COMPLETE THE FOLLOWING
1 > Retype the part of the article on Australians delaying life admin that opens with the words containing "Australians are looking" and closes with "their world remotely.", keeping every character the same.
2 > Extend the article on Australians delaying life admin, picking up right after its final sentence.

TEXT SECTION
● ● ● ● ● ● ●
Australians are putting off important life admin tasks because they are simply too busy, with young people especially time-poor, according to new research.
The Zoom Australia research was conducted by YouGov in October and saw surveys conducted online with 1,027 Australians aged 18 years and older.
It found that more than half of the surveyed Australians feel like they don’t have enough time in general, and that they “lack time to do anything for themselves”.
As a result of this, more than 80 percent of Australians are putting life administration on hold.
According to the report, 85 percent of Australians are putting off life administration tasks because they are seen to be too long or too much of a hassle.
“Our respondents told us that tasks like updating contact details, paying bills, reviewing finances or resolving issues with service providers tend to fall by the wayside, as more pressing priorities float to the top of their to-do lists,” the report said.
The survey found that young people are most impacted by this. The results found 90 per cent of Gen Zers are putting off life admin, 94 per cent of millennials and 76 per cent of Baby Boomers.
Australians are looking for productive and easy digital tools to help them complete these life admin tasks more effectively, and flexibility from their work to assist with these difficulties.
The survey found that 65 per cent of respondents are using online channels such as email, 35 per cent are using online video platforms, a third are using live chat and 30 per cent use social media to access customer services more often than they did before the onset of the pandemic.
“Our research shows that virtual channels like video communications were not just a COVID bandaid necessity – they are here to stay,” Zoom Australia and New Zealand head Michael Chetner said.
“Consumers want more freedom of choice in how and when they access customer services.”
Just under 70 percent of those surveyed said their lives are easier when they can connect with their world remotely.
“Australians want simple, hyper-personalised access to businesses and services so they can spend less time ticking off their to-do lists and more time connecting with friends, family and doing what makes them happy,” Chetner said.
● ● ● ● ● ● ●
DATA

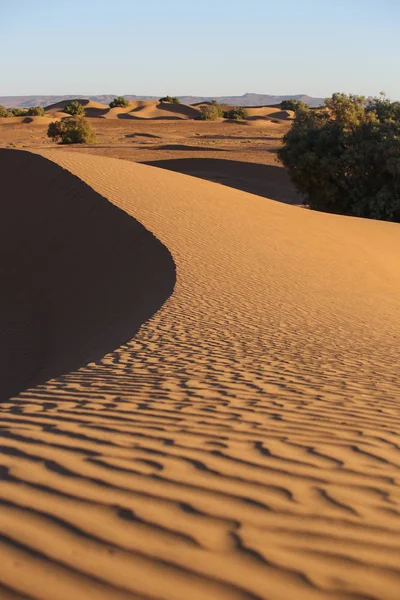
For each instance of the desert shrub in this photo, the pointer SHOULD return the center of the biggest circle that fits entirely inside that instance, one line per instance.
(75, 109)
(170, 99)
(119, 101)
(18, 112)
(384, 109)
(72, 130)
(211, 112)
(36, 111)
(345, 158)
(292, 105)
(236, 113)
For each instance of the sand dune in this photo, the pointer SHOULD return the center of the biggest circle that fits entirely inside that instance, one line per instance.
(153, 110)
(244, 444)
(80, 275)
(264, 180)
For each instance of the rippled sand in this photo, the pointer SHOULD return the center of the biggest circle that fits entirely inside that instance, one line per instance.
(245, 443)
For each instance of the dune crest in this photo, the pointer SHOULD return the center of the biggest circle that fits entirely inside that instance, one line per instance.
(79, 275)
(244, 444)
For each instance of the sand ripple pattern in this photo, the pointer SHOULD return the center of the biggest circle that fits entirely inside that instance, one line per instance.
(245, 444)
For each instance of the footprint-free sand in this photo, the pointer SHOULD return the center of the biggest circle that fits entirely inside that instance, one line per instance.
(244, 444)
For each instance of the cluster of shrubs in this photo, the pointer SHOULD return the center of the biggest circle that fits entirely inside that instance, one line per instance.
(74, 109)
(345, 157)
(72, 130)
(33, 111)
(170, 99)
(214, 111)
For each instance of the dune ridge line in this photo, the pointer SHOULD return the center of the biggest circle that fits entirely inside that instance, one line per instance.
(80, 276)
(243, 444)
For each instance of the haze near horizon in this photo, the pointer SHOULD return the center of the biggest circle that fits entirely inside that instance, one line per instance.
(214, 48)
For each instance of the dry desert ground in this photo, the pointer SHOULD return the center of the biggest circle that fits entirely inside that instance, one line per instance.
(200, 386)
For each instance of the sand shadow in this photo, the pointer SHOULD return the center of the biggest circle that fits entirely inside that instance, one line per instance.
(268, 181)
(79, 276)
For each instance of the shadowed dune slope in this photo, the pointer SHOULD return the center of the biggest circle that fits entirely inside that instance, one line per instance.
(244, 445)
(78, 275)
(264, 180)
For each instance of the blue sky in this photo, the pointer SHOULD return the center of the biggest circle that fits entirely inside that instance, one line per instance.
(201, 47)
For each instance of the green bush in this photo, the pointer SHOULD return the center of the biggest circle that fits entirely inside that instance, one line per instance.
(345, 158)
(170, 99)
(211, 112)
(236, 113)
(18, 112)
(75, 109)
(119, 101)
(36, 111)
(72, 130)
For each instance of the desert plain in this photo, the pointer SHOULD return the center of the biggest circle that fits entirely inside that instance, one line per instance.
(200, 389)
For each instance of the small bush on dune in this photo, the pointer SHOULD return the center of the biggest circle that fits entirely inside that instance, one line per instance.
(119, 101)
(345, 158)
(36, 111)
(236, 113)
(170, 99)
(75, 109)
(292, 105)
(72, 130)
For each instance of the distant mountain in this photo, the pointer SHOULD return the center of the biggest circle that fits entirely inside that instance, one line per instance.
(245, 100)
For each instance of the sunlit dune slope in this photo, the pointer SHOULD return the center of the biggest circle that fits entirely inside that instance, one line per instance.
(79, 276)
(150, 109)
(244, 444)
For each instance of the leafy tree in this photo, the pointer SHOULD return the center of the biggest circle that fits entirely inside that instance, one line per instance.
(345, 159)
(36, 111)
(236, 113)
(119, 101)
(170, 99)
(292, 105)
(384, 109)
(75, 109)
(72, 130)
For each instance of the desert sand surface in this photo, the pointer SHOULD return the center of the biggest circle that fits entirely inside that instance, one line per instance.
(240, 155)
(244, 444)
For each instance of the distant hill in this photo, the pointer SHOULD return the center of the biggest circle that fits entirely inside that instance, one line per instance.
(245, 100)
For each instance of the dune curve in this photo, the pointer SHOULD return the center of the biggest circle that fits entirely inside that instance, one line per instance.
(244, 444)
(79, 275)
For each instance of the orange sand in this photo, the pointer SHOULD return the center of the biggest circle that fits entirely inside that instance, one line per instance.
● ● ● ● ● ● ●
SET OF ANSWERS
1 >
Australians are looking for productive and easy digital tools to help them complete these life admin tasks more effectively, and flexibility from their work to assist with these difficulties.
The survey found that 65 per cent of respondents are using online channels such as email, 35 per cent are using online video platforms, a third are using live chat and 30 per cent use social media to access customer services more often than they did before the onset of the pandemic.
“Our research shows that virtual channels like video communications were not just a COVID bandaid necessity – they are here to stay,” Zoom Australia and New Zealand head Michael Chetner said.
“Consumers want more freedom of choice in how and when they access customer services.”
Just under 70 percent of those surveyed said their lives are easier when they can connect with their world remotely.

2 >
“Video communications platforms are playing a key part in bringing that simplicity to these exchanges and helping businesses engage with customers in a way that drives trust and loyalty.”
Several recent studies have found that Australian workers are struggling under the weight of their work and associated stress, and struggling to achieve a satisfactory work-life balance.
A report in October found that Australians are feeling burnt out and overwhelmed by their work, but feel they cannot take annual leave. More than 40 percent of workers were feeling burnt out, but three-quarters had a reason stopping them from taking leave.
The concept of a four-day working week for the same pay has also picked up steam thanks to this reconsideration of the role of work in our lives.
Last month Unilever began the biggest trial of the concept to be conducted in Australia, with 500 employees taking part over 18 months. A number of other local companies are also currently undertaking a six-month trial of the four-day work week, too.
The concept revolves around employees working 80 percent of their normal days, for 100 percent of the money while maintaining 100 percent of their existing productivity.
In the UK more than 100 companies recently permanently adopted the four-day work week, with thousands of employees to work one less day per week.